- **Raw records**:
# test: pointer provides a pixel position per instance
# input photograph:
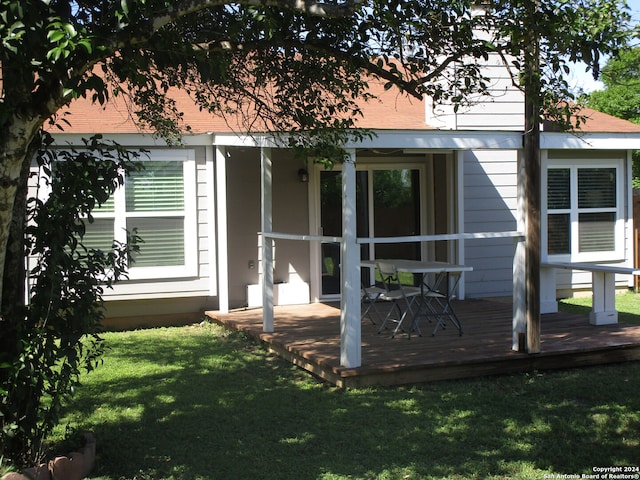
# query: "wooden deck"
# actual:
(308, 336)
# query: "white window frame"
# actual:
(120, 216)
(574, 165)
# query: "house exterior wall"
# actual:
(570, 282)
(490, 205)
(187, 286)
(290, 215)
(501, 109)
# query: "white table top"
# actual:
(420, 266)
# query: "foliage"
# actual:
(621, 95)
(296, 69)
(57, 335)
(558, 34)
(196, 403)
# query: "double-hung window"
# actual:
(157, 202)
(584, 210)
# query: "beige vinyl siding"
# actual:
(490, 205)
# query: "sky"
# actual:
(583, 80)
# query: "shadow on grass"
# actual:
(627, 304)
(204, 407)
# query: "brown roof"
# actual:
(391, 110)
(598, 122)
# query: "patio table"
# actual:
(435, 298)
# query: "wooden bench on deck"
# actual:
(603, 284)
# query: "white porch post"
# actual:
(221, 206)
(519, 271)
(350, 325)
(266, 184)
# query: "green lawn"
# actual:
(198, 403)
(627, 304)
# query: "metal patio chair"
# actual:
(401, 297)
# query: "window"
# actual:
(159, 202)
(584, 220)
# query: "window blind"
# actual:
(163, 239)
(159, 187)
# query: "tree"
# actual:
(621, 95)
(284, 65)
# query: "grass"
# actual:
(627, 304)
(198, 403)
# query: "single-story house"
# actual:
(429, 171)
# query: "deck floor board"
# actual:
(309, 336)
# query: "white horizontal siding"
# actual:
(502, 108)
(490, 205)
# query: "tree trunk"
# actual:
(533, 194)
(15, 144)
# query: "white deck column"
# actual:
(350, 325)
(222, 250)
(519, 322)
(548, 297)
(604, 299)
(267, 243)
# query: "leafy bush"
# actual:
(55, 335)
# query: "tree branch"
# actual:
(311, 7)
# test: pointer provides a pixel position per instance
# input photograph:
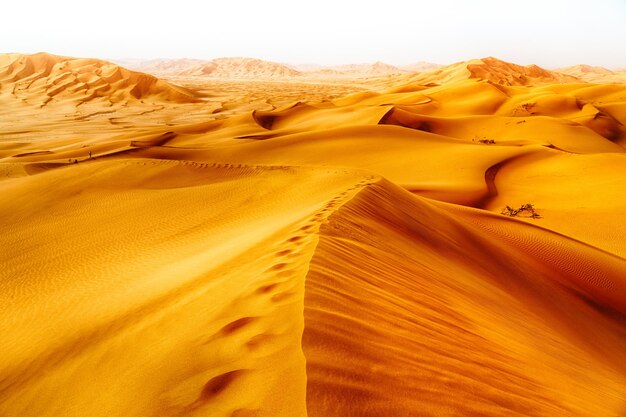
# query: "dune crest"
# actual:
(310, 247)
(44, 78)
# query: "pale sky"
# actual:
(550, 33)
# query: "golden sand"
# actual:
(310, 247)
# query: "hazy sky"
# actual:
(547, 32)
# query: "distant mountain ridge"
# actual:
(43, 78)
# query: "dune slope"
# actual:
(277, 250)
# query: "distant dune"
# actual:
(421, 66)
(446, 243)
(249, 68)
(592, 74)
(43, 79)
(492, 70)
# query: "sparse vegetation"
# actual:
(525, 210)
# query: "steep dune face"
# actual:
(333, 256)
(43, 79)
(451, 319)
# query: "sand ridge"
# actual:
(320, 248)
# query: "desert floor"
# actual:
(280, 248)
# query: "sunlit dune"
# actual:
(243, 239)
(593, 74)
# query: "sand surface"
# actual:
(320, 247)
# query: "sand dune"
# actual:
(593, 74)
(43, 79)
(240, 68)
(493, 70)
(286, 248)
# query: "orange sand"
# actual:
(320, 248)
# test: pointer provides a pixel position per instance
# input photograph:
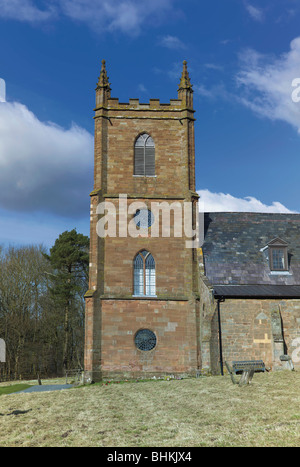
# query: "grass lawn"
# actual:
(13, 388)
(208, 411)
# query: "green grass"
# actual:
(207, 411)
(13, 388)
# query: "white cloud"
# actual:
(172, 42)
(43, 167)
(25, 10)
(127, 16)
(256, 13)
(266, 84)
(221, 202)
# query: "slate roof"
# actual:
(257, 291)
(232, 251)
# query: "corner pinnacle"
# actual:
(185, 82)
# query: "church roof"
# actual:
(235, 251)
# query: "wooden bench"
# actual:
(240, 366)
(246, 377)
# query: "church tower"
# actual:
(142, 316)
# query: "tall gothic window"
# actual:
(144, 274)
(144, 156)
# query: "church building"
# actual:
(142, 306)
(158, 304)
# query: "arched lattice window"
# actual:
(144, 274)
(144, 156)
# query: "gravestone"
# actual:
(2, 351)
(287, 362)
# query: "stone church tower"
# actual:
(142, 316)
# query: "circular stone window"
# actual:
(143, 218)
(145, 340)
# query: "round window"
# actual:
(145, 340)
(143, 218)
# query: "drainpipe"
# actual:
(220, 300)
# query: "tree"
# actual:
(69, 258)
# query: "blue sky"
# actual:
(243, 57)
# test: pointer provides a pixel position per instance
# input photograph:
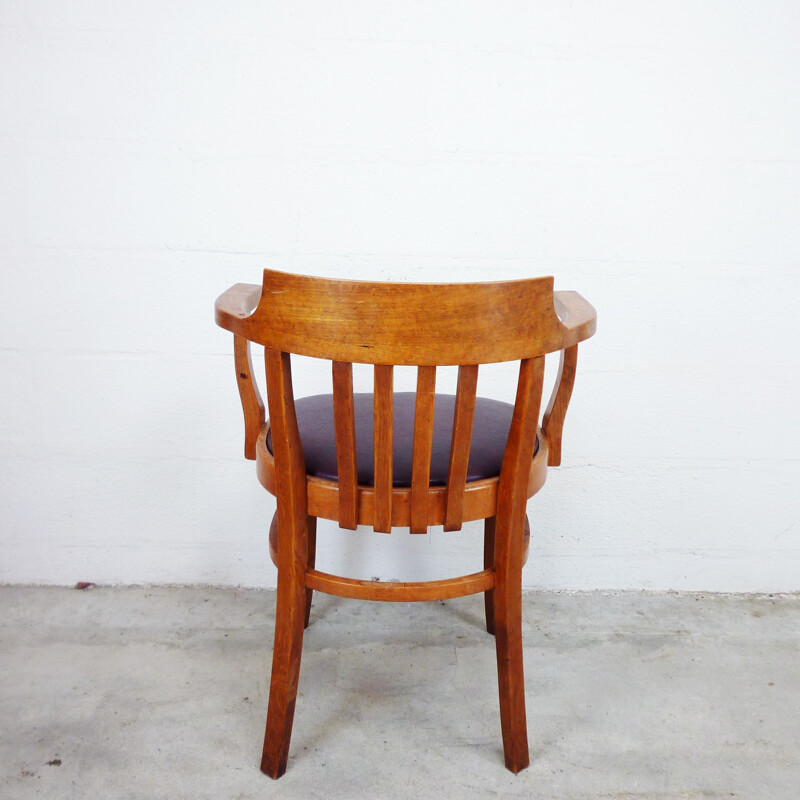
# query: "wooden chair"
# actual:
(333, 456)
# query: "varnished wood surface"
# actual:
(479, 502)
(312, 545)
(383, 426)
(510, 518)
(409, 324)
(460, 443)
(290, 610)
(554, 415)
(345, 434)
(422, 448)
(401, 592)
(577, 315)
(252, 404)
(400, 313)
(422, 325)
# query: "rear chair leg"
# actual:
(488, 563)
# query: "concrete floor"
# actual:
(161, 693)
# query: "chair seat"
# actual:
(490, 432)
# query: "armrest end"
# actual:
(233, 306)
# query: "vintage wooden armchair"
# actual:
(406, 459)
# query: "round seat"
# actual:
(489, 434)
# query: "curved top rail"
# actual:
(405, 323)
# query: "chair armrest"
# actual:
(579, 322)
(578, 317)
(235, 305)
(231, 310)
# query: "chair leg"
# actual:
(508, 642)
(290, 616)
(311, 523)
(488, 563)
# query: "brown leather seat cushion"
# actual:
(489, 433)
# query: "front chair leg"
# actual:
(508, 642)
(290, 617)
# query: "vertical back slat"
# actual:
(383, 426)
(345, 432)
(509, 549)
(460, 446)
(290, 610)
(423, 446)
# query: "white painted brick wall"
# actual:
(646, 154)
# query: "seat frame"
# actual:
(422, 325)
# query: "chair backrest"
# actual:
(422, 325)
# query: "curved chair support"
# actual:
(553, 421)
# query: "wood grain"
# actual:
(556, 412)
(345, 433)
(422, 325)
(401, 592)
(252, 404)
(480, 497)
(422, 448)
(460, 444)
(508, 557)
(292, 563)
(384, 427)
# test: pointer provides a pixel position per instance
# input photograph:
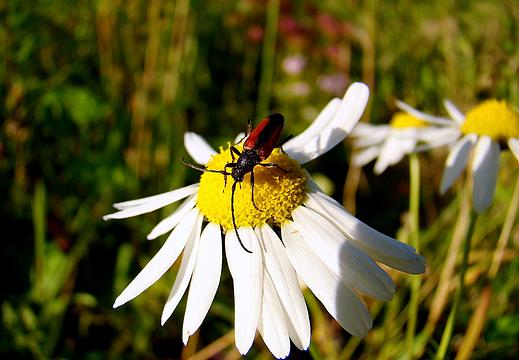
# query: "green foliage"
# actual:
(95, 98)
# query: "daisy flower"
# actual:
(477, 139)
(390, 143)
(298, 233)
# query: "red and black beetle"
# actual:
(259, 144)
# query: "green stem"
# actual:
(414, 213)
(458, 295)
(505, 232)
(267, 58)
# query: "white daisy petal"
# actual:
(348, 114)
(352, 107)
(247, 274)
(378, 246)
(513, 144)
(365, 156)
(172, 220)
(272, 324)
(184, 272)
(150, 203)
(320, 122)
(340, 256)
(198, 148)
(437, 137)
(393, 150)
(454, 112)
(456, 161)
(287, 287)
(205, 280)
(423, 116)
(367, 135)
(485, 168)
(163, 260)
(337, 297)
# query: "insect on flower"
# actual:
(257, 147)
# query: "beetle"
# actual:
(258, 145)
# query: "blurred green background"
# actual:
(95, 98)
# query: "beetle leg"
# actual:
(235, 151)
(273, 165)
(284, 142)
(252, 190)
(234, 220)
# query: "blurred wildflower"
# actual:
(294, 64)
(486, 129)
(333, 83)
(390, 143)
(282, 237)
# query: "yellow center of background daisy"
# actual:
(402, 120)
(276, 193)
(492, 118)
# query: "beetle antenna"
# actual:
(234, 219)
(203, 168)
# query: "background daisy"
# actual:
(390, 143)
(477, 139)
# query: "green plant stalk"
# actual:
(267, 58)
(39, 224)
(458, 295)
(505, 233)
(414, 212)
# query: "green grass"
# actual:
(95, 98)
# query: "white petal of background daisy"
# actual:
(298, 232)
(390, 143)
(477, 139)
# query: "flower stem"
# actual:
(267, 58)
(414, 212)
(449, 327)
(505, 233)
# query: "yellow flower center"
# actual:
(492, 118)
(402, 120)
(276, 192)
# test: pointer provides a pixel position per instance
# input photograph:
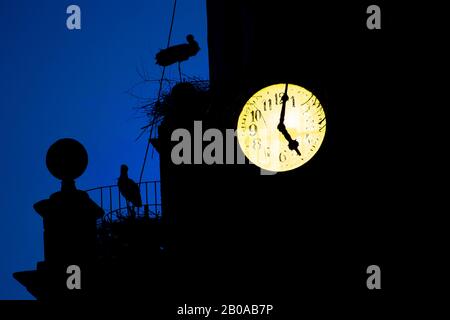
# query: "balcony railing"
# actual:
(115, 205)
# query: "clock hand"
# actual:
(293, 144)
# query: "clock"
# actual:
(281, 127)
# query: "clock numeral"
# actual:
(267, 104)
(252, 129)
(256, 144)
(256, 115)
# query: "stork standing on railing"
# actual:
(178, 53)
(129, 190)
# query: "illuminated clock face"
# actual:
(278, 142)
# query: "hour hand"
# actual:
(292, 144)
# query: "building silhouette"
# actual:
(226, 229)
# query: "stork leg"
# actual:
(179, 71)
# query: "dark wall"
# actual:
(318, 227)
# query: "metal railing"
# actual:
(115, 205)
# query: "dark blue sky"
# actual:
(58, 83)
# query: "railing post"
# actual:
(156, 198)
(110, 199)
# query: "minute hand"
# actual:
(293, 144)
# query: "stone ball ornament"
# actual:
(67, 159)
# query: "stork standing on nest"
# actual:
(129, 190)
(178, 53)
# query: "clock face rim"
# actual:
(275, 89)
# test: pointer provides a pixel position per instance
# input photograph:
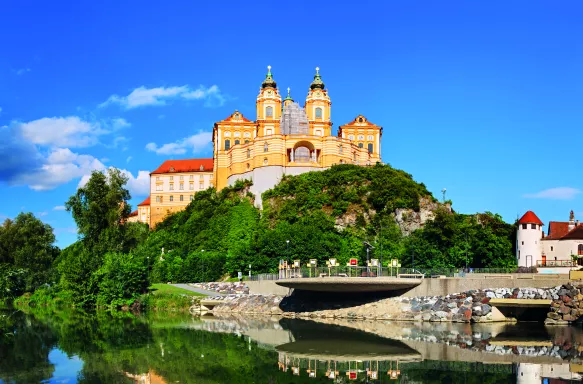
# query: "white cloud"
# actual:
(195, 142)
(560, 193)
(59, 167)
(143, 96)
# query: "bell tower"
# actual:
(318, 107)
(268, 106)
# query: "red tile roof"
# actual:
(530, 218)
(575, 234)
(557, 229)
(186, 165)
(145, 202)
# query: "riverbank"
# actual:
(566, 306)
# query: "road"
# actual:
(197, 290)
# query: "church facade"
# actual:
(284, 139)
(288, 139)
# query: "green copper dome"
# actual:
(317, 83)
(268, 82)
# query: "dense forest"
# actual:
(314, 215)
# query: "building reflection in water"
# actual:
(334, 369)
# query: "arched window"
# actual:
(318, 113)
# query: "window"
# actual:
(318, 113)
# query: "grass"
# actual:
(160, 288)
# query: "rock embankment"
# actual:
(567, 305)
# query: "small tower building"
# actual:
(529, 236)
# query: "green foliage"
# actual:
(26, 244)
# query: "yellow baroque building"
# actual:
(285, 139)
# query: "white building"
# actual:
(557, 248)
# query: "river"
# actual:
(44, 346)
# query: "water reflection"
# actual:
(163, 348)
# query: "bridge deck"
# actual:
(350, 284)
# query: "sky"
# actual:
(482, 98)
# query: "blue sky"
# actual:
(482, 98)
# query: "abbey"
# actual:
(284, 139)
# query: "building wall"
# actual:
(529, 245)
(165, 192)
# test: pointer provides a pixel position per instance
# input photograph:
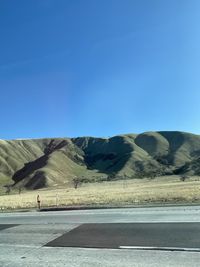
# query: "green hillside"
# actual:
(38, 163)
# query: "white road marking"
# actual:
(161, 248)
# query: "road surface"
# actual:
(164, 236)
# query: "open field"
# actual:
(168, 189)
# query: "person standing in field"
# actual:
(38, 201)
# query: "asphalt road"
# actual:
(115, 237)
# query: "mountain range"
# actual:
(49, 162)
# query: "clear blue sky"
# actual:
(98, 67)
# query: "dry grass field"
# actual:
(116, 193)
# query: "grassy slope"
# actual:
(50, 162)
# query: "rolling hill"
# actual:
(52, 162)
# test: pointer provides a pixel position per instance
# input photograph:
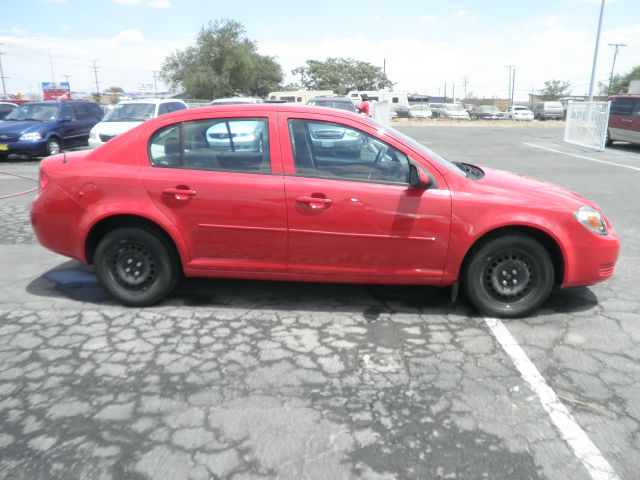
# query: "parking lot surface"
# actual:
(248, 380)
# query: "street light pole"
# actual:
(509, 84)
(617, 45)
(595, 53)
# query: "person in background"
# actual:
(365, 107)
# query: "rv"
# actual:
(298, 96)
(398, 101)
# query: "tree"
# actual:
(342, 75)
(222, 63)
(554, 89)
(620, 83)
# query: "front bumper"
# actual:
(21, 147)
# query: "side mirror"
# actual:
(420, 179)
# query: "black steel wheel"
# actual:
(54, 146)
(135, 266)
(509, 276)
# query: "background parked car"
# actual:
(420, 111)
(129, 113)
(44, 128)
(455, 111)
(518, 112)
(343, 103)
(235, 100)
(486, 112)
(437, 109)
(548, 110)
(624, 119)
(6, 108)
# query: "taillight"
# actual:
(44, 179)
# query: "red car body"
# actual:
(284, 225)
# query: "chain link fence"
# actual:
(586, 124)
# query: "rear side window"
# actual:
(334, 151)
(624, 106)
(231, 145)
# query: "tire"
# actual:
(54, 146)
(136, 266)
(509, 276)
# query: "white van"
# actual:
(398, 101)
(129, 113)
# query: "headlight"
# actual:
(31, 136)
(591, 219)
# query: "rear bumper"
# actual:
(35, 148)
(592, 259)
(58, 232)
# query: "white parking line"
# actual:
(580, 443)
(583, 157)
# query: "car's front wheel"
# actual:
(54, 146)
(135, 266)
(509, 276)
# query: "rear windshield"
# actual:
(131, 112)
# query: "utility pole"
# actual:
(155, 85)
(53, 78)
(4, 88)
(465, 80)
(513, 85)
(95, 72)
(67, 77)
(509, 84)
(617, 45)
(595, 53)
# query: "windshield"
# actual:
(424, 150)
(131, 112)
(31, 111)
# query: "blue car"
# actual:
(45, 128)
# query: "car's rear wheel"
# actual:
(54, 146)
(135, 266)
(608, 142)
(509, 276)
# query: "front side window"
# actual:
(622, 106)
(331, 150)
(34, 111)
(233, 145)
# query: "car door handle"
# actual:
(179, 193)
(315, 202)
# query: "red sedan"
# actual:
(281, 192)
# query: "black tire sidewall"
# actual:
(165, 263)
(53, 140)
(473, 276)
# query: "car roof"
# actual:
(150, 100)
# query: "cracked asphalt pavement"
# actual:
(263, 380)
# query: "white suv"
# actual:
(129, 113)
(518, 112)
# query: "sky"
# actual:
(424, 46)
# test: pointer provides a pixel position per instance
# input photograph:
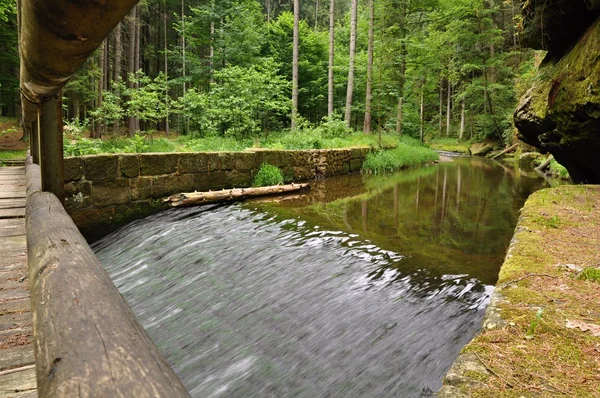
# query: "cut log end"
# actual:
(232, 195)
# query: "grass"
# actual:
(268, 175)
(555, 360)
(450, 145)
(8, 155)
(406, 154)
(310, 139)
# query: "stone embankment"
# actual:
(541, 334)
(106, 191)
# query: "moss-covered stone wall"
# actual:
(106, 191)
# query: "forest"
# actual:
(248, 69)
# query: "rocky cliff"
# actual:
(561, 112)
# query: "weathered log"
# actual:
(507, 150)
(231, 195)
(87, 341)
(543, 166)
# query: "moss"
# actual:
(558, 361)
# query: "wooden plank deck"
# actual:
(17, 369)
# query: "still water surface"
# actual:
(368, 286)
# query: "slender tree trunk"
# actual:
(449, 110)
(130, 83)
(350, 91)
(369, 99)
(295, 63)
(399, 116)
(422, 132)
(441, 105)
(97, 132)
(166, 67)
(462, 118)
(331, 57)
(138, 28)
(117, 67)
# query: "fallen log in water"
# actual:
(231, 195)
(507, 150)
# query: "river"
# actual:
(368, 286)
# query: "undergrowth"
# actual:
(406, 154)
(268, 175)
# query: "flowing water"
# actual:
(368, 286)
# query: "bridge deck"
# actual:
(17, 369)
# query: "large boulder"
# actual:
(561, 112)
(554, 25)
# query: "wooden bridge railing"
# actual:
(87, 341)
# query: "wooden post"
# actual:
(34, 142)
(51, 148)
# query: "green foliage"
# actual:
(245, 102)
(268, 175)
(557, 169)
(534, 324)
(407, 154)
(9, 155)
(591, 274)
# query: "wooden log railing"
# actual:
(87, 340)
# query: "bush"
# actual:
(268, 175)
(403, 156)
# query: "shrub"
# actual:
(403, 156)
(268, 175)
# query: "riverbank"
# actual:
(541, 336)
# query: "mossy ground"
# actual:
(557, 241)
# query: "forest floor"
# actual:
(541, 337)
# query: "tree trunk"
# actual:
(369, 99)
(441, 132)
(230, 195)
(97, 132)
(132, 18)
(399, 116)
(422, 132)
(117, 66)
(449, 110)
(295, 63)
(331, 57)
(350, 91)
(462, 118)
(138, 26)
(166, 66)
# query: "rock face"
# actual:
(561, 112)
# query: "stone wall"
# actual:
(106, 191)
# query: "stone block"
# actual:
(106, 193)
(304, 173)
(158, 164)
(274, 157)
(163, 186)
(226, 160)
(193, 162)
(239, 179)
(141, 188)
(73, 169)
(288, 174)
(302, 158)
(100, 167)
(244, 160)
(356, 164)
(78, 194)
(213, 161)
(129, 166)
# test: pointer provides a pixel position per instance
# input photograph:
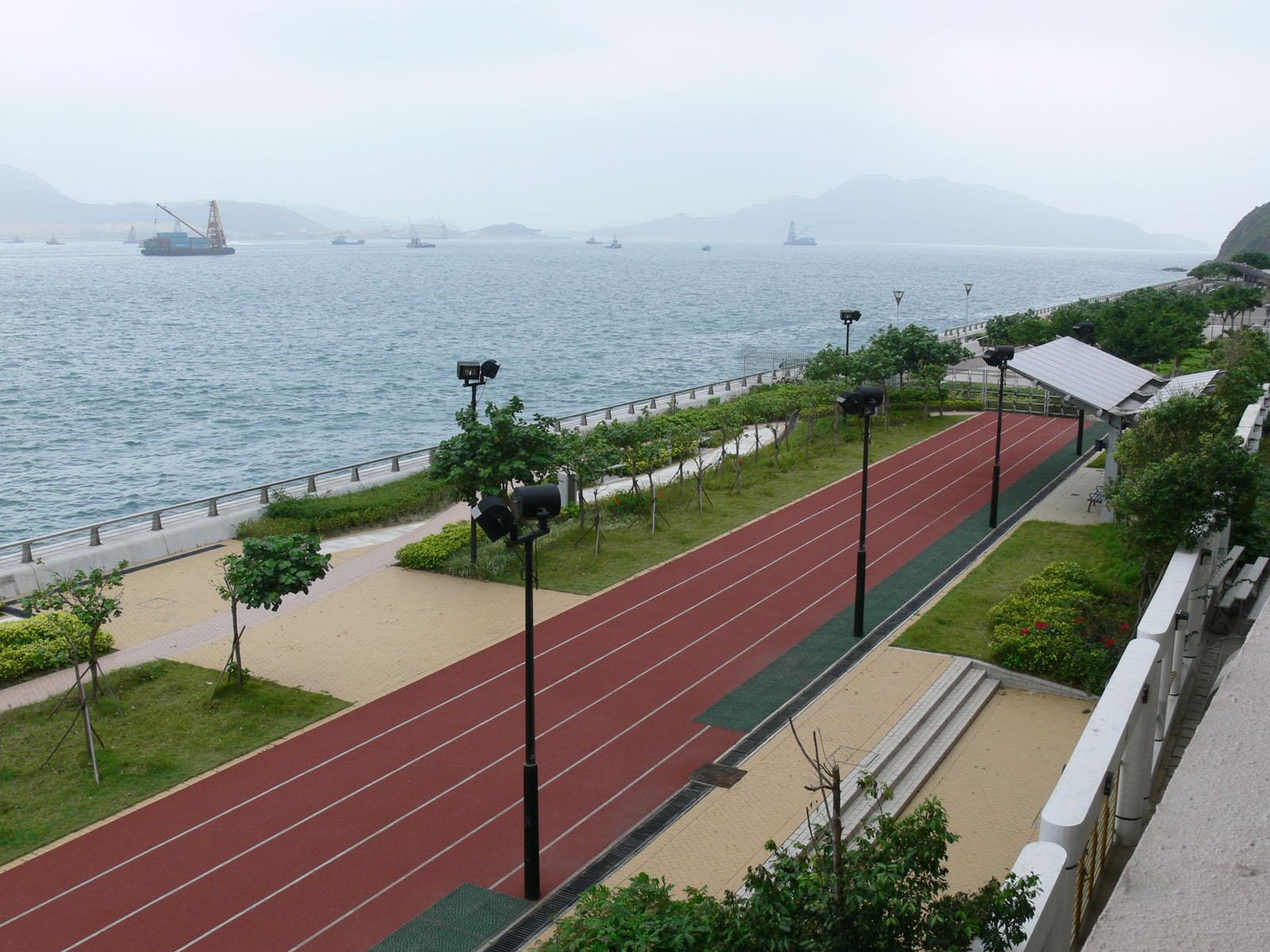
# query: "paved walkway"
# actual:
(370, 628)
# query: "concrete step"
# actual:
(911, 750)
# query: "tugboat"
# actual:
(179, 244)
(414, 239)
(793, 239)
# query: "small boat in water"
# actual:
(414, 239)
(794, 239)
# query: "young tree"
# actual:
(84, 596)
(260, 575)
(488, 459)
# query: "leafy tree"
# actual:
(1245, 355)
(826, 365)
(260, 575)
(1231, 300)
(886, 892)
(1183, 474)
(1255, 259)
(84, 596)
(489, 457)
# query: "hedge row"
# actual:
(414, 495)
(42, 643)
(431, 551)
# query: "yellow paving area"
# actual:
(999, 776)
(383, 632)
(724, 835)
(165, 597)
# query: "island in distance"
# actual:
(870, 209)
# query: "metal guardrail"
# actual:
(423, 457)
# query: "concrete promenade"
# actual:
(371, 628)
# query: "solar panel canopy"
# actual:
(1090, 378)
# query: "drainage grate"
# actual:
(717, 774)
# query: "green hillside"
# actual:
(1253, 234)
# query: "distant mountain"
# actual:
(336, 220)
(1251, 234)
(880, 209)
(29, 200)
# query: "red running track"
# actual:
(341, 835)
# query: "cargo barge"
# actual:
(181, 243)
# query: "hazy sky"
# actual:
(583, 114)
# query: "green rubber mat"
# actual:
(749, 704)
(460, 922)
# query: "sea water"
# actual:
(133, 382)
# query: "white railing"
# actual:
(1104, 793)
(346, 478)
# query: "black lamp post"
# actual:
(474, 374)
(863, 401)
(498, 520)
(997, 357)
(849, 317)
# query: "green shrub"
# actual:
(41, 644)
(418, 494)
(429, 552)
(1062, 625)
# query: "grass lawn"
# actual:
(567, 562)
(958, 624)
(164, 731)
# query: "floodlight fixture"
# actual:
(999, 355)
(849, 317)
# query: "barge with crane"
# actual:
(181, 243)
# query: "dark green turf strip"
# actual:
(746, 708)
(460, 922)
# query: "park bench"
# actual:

- **Task directions**: Please pick out every line of the listing above that contains the string "distant", and copy each of those lines in full.

- **Reply to the task**:
# query: "distant mountain ridge"
# query: "distant dune"
# query: "distant mountain"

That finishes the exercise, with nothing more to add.